Your task is to transcribe, word for word, the line containing "Reviewer check: make sure each instance of the woman's eye" and all lines that follow it to the end of the entries. Leave out the pictures.

## START

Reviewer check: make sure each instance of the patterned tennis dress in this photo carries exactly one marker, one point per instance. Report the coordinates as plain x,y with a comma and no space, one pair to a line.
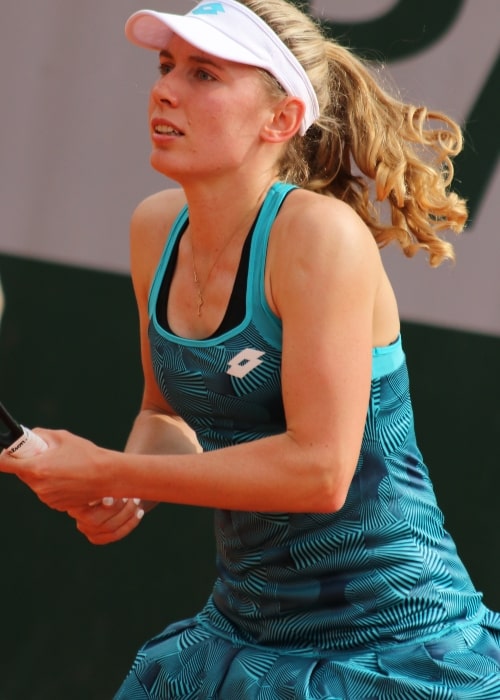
369,603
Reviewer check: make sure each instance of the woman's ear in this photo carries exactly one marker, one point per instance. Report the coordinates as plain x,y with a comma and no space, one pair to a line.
285,120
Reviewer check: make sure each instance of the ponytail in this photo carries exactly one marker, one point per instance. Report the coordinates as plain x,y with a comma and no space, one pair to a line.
391,161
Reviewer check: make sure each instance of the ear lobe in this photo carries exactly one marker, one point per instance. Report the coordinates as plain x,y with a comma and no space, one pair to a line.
285,122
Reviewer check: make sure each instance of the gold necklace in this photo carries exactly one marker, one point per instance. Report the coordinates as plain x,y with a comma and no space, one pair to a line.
200,288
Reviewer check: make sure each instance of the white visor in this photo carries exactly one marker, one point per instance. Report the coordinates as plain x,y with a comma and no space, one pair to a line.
231,31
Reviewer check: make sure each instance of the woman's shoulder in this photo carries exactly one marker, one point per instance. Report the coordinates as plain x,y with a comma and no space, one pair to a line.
162,205
150,225
326,220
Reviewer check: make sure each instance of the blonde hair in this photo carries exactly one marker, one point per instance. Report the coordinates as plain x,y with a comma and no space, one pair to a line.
368,146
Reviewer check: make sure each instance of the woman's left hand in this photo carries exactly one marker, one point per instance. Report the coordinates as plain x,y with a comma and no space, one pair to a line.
109,520
68,474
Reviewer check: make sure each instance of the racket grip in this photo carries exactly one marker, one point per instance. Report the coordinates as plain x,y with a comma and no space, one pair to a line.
28,445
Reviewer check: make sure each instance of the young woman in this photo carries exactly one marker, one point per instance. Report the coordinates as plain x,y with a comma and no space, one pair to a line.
276,389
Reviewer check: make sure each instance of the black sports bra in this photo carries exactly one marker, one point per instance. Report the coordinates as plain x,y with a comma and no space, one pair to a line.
236,308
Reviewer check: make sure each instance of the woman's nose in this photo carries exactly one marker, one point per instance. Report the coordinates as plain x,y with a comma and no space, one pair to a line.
163,90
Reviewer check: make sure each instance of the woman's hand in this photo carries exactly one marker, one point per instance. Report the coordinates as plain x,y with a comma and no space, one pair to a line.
69,474
108,520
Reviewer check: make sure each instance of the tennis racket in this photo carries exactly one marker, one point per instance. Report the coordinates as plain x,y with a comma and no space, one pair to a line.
17,440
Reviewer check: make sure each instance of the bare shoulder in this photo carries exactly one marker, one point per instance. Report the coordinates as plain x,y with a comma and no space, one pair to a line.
312,222
150,225
159,209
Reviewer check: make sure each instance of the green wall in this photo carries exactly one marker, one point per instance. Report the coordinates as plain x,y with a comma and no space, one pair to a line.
74,614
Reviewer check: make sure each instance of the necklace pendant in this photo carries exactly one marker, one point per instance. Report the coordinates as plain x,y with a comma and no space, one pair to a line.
201,301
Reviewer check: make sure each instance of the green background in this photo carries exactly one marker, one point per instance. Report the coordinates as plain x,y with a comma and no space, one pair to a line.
74,614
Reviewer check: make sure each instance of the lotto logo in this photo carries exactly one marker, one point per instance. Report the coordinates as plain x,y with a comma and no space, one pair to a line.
244,362
209,8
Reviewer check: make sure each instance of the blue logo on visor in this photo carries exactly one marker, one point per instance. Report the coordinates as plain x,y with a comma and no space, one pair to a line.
209,8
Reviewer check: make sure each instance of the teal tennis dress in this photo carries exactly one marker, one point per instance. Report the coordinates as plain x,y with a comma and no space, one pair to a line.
369,603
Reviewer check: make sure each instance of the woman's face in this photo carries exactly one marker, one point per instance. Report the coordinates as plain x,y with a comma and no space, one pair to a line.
205,113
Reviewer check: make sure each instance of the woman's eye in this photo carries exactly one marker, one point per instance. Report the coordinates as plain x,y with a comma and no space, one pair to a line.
203,75
164,68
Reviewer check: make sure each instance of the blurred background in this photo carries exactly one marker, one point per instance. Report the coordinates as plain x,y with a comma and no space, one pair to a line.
74,164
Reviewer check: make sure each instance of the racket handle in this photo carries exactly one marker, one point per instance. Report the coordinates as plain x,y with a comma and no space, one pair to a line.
28,445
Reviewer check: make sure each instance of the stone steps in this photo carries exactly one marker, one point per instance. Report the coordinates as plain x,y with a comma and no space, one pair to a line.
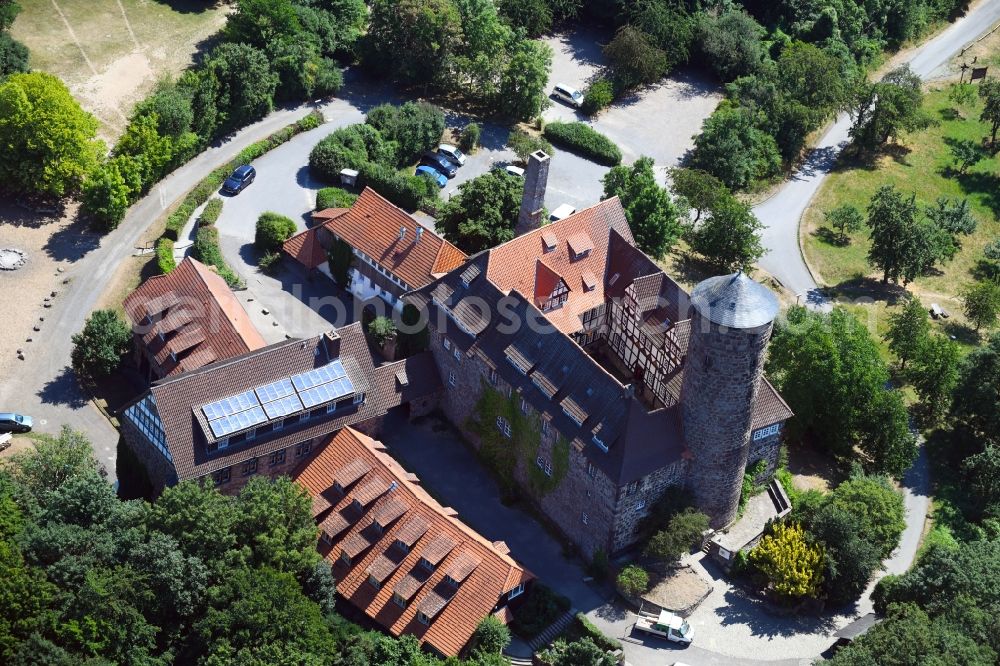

## END

== RESULT FOR THIS EXERCISE ==
Reviewer check: make sure each instance of the woman's eye in this photo carries exactly one marker, one point per instance. Report the coordinates as plain x,y with a comma and no space, one pair to a line.
203,75
164,68
Reviewer check: make sure each instance of the blurred background in this photo carries exactly one marker, one point per instance. Report the coordinates as plain x,y with a comma and no space, one pair to a line.
74,164
Reviewer check: make sure each instance of the racket handle in this photo carries exactly one marker, one point per instance. Report the coordinates as plain x,y with a comma and no space, one pair to a line.
28,445
Reviewer check: make sure each instance of the stone steps in this photo carries exactly one marker, one point per instance. Report the coordinates as plain x,y with a comma and no space, one pair to a line.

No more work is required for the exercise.